Fragmento del texto:
Mientras tanto, Bosé no sólo canta con ánimo inmenso las melodías de su particular mausoleo (Morir de amor, Te amaré, Más allá, Amante y perdedor, Don Diablo, Give me your love, I'll keep holding on, Metrópolis, Linda y un sabroso etcétera), sino que intenta, entre incienso rosáceo y destellos floridos, resucitar a la dulzura zozobrante del presente.

Posee la ambición, la profesionalidad y el estilo necesarios para coronar sus sienes con algo más que un turbante. Sabe cantar. Sabe remangarse morbosamente la manga corta, boxear con la mano tonta, dejar en primer plano el dedo índice, ir de descarado inocente, abrirse el pecho, acariciarse los pezones, posar de san Sebastián, sudar con derretida fortuna, confundir la gimnasia con el magnetismo, bailar de maravilla, volar como si tal cosa y pisar el umbral de la perfección.

Nadie tiene en España un sentido tan moderno del espectáculo. Nadie puede rivalizar con su escenografía majestuosa. Nadie suena mejor que su orquesta. Nadie merecería, pues, con más razón el triunfo. Y, sin embargo, nada de lo previsto y apuntado llega a cuajar. Los aplausos duraron breves segundos. La reaparición se obtuvo gracias a trucos de cajón con las luces, Miguel Bosé padeció el escarnio de una desconexión radical con el público.

¿Por qué? En primer lugar, el fenómeno quinceañero, ayer de moda, tiende hoy a vivirse como una historia vergonzante. Por otro lado, si bien es verdad que el eclecticismo se ha impuesto como estética, Miguel Bosé exagera en la materia: querer ser a un tiempo David Bowie, Tania Doris, Ted Nugent, Isadora Duncan y la esencia del ballet de Aplauso, sin perder por ello el gancho original, resulta hazaña sobrehumana. Y, en última instancia, el repertorio de Bosé carece de destinatario real. Da la impresión de que no tiene amigos que le indiquen la imposibilidad de seguir recitando poemas infantiles bajo un palio luminoso de ídolo maduro.

Bosé puede ganar si escarmienta de una vez por todas. Su talento bien merece este milagro de san Isidro, el sacro labrador que logró con sus lágrimas el fruto.

Material proporcionado:
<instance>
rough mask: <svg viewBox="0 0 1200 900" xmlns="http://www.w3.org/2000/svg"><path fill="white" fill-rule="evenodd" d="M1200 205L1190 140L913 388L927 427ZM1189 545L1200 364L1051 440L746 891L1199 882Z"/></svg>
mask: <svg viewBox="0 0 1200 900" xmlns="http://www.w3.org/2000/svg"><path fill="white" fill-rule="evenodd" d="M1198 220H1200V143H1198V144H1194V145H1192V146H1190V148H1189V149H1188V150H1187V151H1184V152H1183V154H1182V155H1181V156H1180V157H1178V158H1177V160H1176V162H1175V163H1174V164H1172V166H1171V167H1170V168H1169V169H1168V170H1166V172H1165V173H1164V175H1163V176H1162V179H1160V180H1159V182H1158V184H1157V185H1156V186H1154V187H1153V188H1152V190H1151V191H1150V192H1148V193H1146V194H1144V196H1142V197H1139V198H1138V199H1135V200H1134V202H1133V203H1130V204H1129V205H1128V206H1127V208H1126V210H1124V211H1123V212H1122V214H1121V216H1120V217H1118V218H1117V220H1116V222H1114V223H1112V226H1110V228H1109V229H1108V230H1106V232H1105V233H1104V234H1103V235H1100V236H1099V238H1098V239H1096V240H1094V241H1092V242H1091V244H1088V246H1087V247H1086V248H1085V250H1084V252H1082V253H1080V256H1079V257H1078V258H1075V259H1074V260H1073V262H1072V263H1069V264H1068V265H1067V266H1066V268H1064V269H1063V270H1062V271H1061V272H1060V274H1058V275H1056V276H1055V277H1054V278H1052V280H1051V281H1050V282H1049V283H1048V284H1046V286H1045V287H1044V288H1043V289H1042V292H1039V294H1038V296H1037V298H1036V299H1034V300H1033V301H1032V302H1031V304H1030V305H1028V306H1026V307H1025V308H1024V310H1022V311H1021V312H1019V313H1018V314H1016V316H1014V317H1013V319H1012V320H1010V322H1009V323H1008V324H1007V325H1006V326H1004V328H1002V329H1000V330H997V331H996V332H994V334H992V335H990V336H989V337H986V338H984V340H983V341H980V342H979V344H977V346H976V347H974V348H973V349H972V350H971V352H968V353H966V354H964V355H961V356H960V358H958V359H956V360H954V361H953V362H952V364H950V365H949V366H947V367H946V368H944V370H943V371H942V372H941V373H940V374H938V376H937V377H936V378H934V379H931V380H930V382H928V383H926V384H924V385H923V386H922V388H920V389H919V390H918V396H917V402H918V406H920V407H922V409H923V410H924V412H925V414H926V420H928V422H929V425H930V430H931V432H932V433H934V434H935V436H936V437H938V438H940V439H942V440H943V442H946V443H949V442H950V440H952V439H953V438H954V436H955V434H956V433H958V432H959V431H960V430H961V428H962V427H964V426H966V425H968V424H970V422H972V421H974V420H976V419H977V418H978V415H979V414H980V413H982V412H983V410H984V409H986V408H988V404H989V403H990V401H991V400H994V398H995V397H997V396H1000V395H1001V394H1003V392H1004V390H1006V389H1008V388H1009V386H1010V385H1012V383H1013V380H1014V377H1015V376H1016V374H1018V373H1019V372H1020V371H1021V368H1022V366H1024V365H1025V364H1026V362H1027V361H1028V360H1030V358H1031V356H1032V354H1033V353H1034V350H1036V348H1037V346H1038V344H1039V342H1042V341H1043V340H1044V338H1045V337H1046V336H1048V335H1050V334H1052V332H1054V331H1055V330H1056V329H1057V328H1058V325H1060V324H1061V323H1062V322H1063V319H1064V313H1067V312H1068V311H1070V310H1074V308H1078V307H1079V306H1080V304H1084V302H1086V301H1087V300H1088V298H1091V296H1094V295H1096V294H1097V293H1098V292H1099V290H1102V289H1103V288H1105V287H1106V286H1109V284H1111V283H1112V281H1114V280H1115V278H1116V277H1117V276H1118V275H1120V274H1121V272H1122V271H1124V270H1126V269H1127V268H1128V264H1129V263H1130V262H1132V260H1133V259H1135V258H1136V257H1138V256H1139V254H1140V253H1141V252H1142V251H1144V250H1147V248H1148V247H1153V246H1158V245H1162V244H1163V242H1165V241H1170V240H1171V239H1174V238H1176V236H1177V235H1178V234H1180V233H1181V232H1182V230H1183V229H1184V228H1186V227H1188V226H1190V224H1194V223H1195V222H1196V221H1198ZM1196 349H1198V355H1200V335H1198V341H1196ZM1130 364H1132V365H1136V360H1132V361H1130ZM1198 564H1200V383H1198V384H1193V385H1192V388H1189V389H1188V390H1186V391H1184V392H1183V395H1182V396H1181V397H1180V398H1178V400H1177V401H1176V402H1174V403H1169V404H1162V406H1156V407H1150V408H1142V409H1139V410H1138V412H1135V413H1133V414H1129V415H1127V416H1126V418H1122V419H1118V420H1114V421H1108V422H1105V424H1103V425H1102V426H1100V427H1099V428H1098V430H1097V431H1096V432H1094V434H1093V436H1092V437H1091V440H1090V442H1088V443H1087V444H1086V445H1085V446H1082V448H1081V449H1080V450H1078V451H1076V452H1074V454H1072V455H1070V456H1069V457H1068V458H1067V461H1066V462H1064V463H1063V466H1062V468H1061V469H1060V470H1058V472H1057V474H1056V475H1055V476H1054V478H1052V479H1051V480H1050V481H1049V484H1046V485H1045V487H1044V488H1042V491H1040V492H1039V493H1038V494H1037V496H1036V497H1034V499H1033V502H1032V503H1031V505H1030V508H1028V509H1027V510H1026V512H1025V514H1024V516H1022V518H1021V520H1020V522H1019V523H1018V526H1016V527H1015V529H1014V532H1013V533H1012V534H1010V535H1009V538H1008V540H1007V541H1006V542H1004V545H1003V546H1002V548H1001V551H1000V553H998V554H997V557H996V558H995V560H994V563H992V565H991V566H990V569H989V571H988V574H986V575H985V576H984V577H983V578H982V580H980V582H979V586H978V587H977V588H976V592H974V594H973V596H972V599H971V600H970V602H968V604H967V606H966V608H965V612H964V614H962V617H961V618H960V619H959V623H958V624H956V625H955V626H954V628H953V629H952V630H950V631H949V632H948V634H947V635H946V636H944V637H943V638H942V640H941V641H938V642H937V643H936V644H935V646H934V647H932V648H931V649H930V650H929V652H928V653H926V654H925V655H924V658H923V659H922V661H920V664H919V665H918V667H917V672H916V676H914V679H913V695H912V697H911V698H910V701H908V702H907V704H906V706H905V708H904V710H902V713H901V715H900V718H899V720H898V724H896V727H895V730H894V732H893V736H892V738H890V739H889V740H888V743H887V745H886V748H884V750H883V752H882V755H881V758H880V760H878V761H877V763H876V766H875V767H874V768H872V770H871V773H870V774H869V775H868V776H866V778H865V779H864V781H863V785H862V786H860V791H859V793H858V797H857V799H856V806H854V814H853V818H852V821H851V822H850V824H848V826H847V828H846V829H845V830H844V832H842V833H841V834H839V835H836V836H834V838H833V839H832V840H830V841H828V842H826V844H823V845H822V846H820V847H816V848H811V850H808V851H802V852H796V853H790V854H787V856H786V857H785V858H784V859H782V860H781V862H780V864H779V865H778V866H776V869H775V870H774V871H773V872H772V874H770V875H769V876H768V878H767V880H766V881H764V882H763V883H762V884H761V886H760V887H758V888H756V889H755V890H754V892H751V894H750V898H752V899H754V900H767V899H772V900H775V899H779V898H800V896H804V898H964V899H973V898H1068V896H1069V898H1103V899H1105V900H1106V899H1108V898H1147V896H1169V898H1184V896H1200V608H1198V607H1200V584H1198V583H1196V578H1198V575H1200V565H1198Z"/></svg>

Lo que se pide:
Por favor, indica si cada afirmación concuerda con el texto sobre Miguel Bosé. Responde sí o no y cita textualmente las palabras que lo deciden.
(a) Los aplausos del público se prolongaron durante varios minutos.
(b) Nadie en España tiene un sentido del espectáculo tan moderno como el de Bosé.
(c) El repertorio de Bosé tiene un destinatario claro.

Respuesta del ejercicio:
(a) No: "Los aplausos duraron breves segundos."
(b) Sí: "Nadie tiene en España un sentido tan moderno del espectáculo."
(c) No: "el repertorio de Bosé carece de destinatario real."